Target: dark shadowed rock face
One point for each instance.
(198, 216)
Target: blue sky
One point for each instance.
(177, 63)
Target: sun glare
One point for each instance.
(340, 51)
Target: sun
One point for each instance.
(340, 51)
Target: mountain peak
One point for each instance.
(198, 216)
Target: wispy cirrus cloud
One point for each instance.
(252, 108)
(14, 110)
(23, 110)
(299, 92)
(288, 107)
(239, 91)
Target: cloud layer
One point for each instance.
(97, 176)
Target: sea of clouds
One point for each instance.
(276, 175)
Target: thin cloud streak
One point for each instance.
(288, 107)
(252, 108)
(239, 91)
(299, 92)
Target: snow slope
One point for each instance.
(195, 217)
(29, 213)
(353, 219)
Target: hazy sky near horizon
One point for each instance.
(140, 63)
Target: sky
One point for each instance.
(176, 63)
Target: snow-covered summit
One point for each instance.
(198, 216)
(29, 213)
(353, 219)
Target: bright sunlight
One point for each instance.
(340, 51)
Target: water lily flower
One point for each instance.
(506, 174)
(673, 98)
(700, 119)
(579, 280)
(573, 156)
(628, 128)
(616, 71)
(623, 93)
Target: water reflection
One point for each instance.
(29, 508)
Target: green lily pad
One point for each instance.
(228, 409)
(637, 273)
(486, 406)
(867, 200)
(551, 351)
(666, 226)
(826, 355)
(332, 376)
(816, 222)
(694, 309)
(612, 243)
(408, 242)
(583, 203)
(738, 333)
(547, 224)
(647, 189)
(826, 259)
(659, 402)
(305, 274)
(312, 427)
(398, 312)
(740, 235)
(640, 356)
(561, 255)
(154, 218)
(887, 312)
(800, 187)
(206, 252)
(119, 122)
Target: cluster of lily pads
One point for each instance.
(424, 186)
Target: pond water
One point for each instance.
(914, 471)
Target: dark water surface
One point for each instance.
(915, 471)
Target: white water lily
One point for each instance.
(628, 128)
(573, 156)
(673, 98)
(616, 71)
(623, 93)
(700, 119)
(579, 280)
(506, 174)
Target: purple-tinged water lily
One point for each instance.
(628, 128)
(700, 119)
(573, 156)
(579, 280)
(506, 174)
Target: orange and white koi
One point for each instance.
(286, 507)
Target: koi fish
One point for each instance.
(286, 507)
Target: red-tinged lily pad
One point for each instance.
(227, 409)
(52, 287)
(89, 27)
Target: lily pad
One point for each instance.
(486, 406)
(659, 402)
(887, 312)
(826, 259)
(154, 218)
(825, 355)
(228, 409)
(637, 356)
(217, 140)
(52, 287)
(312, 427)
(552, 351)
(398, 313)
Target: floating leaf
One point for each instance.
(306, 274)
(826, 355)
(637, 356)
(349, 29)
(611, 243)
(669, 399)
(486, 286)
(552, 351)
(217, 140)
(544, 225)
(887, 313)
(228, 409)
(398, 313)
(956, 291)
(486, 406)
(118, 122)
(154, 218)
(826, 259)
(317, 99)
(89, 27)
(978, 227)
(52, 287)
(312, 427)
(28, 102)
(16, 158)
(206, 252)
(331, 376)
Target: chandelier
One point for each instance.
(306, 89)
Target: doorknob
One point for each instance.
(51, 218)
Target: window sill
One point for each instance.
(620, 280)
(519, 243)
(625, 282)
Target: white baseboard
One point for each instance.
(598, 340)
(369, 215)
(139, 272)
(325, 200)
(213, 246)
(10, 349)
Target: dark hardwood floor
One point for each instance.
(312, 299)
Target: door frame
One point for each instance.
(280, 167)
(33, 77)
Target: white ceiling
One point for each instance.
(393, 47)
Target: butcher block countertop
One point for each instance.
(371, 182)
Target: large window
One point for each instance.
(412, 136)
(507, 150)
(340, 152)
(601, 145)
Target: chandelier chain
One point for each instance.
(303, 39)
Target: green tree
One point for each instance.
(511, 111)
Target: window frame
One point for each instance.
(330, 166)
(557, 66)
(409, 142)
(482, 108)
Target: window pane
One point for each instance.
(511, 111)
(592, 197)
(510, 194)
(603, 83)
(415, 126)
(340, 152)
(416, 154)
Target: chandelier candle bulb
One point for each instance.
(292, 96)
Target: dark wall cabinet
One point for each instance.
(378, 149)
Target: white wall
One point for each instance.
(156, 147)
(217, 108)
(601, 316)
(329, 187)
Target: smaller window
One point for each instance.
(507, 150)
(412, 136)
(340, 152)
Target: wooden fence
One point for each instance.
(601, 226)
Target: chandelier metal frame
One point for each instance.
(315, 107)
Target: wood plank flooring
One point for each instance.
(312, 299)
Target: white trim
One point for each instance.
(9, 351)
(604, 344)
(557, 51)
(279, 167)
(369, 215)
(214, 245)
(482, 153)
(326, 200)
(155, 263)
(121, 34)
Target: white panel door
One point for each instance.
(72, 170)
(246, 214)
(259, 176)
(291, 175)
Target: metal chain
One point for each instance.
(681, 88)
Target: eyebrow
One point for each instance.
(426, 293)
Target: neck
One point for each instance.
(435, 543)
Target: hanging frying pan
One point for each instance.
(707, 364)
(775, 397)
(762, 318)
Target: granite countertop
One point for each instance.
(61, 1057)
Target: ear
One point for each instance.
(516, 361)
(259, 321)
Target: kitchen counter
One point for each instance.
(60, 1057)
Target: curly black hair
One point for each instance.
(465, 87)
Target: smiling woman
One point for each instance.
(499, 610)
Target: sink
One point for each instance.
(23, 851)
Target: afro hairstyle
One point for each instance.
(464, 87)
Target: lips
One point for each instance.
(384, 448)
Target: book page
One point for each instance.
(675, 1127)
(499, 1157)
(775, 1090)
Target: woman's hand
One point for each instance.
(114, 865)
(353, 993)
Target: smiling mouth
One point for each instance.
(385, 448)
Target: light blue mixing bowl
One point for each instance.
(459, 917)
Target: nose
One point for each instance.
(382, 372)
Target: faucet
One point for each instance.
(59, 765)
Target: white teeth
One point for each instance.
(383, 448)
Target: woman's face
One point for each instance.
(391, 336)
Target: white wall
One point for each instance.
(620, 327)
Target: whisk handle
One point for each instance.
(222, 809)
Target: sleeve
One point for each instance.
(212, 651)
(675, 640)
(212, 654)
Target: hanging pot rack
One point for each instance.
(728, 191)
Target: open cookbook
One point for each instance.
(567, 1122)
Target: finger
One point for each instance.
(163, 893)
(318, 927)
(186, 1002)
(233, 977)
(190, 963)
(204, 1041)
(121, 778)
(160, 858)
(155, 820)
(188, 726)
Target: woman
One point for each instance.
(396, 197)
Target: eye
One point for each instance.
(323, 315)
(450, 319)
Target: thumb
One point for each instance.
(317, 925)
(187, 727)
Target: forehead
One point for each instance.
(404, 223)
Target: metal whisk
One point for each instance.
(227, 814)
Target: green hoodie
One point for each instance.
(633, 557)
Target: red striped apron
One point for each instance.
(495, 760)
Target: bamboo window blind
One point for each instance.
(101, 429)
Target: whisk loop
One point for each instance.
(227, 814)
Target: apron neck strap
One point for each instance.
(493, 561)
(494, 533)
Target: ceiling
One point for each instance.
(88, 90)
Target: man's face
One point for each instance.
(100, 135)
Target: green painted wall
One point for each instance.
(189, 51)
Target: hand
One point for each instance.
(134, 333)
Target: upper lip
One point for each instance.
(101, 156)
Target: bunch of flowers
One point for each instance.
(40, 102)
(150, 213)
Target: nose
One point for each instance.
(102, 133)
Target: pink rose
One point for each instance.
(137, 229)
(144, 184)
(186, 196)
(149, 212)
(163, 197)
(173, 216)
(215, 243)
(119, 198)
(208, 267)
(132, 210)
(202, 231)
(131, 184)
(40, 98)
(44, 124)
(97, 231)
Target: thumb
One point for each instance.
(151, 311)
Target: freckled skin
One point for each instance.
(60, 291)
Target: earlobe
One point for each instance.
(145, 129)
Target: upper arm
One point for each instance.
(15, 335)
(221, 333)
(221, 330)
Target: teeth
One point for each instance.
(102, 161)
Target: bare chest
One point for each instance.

# Task details:
Starting with the line of the listing that contains "Target: green painted wall" and continuing through the end of the listing, inclusive, rewrite those lines with "instance" replaced by "occurrence" wherever it appears, keeping everything else unchanged.

# Result for this task:
Target: green painted wall
One point for each occurrence.
(189, 51)
Target: hand
One point for each occurrence.
(134, 333)
Target: upper lip
One point for each occurrence.
(101, 156)
Target: bunch of flowers
One point for each occurrence.
(40, 102)
(150, 213)
Target: nose
One point for each occurrence.
(102, 133)
Target: pink rose
One point for each occurrence.
(137, 229)
(144, 184)
(186, 196)
(149, 212)
(163, 197)
(173, 216)
(215, 243)
(119, 198)
(208, 267)
(132, 210)
(202, 231)
(131, 184)
(40, 98)
(44, 124)
(97, 231)
Target: thumb
One point for each occurrence.
(151, 311)
Target: freckled skin
One point for each occurrence.
(60, 291)
Target: earlobe
One point for each occurrence.
(145, 129)
Target: upper arm
One point for each occurrence.
(15, 335)
(221, 333)
(221, 330)
Target: teeth
One point for each occurrence.
(102, 161)
Target: bare chest
One point for each occurrence.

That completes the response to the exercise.